Texte à lire:

◇ ◇ ◇ ◇ ◇

Quelles formations pour accompagner l'évolution des métiers ? - journée professionnelle
11 décembre 2019
J’ai eu le plaisir d’assister à une journée professionnelle à Rennes intitulée Quelles formations pour accompagner l’évolution des métiers et organisée par le CNFPT, le CFCB Bretagne - Pays de la Loire et Livre et lecture en Bretagne. Quatre table-rondes ont eu lieu, sur les sujets suivants :
- Quels enjeux de la formation aujourd’hui ? Pourquoi encourager les agents à partir en formation ?
- L’évolution des profils en bibliothèque.
- La formation continue : quelle offre ? Rencontre avec la commission régionale “évolution des métiers”.
- Quelles compétences dans les bibliothèques territoriales et d’Etat ?
Plutôt qu’un déroulé chronologique, je propose ici une synthèse non-exaustive des grands axes de discussion que j’ai pu observer.

◇ ◇ ◇ ◇ ◇

Données à utiliser:
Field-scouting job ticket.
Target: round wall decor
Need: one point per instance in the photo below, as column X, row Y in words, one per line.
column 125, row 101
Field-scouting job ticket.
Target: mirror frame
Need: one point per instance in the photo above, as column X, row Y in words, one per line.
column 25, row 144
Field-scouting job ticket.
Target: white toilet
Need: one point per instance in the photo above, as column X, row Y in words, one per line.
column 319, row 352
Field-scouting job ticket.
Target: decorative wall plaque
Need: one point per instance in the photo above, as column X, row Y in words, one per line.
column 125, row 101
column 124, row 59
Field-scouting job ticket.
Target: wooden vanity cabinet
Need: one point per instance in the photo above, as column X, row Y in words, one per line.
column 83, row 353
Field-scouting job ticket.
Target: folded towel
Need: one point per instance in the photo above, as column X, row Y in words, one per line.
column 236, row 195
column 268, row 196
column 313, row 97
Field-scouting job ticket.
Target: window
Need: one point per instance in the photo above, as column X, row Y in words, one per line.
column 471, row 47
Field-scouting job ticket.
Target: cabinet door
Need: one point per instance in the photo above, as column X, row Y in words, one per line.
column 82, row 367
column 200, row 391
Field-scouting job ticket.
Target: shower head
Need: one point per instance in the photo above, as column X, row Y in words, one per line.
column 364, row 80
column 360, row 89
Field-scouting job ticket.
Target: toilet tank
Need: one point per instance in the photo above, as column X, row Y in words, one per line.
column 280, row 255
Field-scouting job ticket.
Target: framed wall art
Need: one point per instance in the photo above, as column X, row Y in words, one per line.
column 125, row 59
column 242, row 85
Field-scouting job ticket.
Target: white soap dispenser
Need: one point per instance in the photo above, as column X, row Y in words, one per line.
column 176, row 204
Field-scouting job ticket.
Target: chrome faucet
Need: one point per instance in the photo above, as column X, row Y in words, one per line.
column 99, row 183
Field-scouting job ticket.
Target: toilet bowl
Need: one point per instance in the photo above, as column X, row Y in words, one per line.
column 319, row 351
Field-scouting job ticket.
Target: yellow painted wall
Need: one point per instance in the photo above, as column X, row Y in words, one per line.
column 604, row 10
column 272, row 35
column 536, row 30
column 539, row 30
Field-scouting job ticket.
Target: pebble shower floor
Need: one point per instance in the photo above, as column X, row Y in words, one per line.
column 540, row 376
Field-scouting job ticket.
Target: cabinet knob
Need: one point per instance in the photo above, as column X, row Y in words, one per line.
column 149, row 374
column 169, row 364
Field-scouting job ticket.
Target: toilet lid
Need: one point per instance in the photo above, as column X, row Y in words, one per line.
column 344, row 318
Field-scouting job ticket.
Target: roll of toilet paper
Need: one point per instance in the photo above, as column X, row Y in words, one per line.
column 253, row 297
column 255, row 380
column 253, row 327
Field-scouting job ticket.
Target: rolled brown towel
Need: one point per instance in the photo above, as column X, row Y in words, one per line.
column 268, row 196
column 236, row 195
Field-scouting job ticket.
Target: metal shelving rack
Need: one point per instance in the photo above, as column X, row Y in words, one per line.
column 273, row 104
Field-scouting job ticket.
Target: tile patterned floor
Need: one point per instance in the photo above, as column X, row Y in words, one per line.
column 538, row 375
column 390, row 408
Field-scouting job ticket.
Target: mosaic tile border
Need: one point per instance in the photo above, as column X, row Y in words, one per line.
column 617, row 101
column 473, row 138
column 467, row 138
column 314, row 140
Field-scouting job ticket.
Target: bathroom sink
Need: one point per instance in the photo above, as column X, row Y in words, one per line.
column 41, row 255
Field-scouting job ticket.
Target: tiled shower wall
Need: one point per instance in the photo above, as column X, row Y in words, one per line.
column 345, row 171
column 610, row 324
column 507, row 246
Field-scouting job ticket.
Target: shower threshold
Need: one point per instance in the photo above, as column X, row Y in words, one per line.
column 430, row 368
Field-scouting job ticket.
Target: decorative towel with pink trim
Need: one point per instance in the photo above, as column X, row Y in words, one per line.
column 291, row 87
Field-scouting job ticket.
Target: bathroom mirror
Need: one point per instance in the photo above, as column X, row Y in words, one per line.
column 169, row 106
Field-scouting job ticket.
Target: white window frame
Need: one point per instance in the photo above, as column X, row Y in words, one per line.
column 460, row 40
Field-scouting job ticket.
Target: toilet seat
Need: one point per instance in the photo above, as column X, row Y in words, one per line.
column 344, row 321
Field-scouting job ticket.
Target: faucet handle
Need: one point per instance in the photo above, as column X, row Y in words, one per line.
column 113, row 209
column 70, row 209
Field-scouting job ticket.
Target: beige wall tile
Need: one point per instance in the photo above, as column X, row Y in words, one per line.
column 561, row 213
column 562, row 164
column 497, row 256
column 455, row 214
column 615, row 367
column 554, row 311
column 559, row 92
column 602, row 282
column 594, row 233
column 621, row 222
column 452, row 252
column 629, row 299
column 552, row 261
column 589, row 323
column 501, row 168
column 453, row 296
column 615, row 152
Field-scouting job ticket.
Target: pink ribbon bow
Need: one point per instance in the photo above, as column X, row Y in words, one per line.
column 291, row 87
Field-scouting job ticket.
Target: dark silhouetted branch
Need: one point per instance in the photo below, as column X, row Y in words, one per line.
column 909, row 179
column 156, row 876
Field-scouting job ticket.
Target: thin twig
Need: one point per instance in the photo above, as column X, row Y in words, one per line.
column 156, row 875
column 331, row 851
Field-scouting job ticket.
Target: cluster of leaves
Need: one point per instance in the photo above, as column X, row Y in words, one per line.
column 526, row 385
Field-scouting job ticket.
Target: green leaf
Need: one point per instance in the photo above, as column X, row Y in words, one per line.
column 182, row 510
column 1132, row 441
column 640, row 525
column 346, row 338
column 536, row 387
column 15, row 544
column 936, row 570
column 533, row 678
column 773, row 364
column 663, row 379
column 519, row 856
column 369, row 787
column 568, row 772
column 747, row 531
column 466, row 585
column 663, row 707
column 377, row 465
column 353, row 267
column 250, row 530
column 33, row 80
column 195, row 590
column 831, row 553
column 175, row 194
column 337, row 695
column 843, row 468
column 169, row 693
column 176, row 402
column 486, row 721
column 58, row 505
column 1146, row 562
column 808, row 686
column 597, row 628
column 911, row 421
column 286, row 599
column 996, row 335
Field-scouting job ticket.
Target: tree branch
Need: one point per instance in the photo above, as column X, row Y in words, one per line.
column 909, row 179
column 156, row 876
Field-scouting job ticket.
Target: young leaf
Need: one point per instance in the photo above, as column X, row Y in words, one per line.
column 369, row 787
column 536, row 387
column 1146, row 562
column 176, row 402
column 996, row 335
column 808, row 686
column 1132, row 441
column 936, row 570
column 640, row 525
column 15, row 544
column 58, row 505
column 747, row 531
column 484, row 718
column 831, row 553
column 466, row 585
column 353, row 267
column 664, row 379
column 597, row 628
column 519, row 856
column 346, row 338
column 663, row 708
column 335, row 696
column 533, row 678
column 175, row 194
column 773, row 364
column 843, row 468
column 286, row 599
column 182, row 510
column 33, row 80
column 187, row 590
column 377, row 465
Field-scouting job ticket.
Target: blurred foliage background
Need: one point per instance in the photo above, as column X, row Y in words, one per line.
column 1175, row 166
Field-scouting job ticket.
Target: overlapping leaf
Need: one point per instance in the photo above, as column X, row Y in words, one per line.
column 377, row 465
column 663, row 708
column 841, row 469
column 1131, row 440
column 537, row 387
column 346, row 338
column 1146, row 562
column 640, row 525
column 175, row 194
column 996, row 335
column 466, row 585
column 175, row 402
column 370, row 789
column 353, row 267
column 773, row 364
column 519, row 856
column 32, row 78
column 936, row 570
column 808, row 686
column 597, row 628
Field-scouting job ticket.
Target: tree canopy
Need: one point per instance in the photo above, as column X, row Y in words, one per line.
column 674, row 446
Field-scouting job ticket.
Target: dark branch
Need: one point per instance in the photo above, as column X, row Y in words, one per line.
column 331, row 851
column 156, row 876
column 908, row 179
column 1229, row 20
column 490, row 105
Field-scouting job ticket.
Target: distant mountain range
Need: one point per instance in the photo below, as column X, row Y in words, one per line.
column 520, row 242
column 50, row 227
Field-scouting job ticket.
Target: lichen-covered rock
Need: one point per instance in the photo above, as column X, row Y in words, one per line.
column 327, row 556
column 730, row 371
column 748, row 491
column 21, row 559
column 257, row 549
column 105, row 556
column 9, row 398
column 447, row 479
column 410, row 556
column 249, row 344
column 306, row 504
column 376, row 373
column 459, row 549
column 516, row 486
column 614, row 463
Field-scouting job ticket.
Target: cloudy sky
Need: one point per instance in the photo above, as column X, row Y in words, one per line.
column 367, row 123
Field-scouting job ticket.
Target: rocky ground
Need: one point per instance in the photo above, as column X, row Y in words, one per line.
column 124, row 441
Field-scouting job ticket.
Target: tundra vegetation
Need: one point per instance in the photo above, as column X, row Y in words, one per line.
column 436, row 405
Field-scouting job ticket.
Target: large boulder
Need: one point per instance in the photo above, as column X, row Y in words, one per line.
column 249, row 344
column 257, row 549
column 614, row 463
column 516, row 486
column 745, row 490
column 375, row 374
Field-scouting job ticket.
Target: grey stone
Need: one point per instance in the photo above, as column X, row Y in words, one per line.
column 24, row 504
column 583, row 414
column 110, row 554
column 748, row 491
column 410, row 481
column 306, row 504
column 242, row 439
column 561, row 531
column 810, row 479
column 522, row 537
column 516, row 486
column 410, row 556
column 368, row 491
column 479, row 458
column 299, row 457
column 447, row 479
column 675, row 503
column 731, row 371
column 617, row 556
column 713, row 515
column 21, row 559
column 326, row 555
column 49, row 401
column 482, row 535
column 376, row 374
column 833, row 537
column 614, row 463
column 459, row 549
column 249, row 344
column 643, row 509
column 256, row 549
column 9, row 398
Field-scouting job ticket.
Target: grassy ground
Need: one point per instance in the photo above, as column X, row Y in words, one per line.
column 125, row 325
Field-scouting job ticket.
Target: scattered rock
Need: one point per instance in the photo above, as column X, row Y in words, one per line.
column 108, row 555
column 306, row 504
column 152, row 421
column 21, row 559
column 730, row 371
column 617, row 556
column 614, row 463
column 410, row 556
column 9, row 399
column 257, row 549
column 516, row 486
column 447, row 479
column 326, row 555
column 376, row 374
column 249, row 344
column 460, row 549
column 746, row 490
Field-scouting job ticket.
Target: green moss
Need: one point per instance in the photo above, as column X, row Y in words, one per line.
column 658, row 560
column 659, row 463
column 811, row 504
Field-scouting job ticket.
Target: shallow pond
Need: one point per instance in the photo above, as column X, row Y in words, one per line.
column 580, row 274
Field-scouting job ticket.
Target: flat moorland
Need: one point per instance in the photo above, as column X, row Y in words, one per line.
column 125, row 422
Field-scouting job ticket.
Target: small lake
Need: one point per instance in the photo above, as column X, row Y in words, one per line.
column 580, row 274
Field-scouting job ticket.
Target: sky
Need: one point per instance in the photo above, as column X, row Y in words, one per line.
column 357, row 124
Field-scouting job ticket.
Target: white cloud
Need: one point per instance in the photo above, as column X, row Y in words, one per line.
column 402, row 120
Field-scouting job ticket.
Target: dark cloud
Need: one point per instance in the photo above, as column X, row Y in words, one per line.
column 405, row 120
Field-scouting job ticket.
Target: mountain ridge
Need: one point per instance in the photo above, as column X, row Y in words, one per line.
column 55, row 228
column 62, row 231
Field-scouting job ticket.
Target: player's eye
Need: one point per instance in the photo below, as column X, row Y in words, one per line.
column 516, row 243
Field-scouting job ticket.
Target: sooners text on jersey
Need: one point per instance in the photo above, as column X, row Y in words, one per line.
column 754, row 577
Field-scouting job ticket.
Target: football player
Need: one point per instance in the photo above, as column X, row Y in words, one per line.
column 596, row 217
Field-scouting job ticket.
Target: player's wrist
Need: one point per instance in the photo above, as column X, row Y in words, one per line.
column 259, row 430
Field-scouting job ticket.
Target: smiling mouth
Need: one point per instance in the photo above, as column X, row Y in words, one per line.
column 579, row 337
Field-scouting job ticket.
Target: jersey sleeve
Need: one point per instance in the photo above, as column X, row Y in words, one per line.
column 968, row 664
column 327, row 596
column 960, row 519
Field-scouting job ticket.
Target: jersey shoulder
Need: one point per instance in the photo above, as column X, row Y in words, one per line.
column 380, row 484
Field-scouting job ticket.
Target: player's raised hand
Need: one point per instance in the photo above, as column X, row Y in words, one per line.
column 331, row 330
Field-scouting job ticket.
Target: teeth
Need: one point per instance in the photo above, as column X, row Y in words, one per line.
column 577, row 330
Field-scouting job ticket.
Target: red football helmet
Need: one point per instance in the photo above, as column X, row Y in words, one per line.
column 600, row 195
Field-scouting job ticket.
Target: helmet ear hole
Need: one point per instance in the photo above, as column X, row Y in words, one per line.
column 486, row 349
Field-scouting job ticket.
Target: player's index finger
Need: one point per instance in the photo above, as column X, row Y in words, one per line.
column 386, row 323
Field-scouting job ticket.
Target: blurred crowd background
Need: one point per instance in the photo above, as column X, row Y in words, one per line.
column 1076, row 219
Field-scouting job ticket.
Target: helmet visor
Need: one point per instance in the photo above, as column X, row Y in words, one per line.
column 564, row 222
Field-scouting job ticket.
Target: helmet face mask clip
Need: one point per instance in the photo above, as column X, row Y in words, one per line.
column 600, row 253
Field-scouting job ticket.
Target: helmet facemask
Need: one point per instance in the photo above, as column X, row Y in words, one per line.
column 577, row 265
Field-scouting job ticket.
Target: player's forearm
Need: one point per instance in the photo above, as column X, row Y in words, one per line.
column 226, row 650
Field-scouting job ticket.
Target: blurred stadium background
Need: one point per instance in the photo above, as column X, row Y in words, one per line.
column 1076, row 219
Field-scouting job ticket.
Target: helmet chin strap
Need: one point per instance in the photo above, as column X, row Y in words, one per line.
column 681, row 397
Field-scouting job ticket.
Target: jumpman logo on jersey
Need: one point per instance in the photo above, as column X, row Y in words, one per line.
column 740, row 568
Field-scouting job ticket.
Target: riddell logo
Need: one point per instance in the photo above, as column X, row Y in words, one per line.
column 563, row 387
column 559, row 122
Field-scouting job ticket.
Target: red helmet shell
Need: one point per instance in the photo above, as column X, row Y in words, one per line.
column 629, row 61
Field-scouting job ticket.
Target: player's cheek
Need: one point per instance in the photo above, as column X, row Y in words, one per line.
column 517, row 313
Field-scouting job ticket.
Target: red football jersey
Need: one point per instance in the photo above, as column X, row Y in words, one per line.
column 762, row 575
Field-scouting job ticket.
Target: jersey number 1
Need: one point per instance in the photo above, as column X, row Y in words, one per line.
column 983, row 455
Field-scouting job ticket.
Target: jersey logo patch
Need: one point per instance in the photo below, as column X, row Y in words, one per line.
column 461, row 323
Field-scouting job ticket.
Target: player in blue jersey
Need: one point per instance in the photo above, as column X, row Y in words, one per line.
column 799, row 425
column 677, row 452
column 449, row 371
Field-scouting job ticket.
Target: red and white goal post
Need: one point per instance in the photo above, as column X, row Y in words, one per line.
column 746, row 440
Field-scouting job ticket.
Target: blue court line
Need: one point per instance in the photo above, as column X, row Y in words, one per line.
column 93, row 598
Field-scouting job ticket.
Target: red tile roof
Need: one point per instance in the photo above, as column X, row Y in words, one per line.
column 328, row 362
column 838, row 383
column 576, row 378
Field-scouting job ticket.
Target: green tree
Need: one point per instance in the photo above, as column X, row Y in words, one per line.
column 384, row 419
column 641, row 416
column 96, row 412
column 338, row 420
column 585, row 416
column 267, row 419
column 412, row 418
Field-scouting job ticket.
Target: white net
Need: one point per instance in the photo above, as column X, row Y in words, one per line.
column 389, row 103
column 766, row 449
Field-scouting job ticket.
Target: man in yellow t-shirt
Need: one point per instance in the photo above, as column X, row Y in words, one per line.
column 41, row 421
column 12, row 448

◇ ◇ ◇ ◇ ◇

Série d'exercices:
a) Recopiez mot pour mot la partie des enregistrements qui va de leur début jusqu'à la ligne contenant "column 25, row 144", cette ligne comprise.
b) Prolongez le compte rendu de la journée professionnelle sur la formation et l'évolution des métiers en bibliothèque, à la suite de sa dernière phrase.

Corrigés:
a)
Field-scouting job ticket.
Target: round wall decor
Need: one point per instance in the photo below, as column X, row Y in words, one per line.
column 125, row 101
Field-scouting job ticket.
Target: mirror frame
Need: one point per instance in the photo above, as column X, row Y in words, one per line.
column 25, row 144

b)
L’évolution des métiers et des compétences
« Les bibliothécaires sont des couteaux-suisse » : c’est ainsi que Marc Bergère, Vice-président de l’Université Rennes 2 a introduit cette journée. Cette polyvalence, ainsi que l’évolution des profils ont constitué deux des fils rouges de cette riche journée.
De ce constat découle la difficulté de la définition de référentiels et d’un socle de compétences de bases nécessaires pour exercer ce métier.
En terme de référentiels, le Bibliofil est devenu trop ancien, même si on peut continuer à s’y référer. Les Centres régionaux des formations aux carrières des bibliothèques ont par exemple travaillé sur un référentiel de compétences du bibliothécaire formateur.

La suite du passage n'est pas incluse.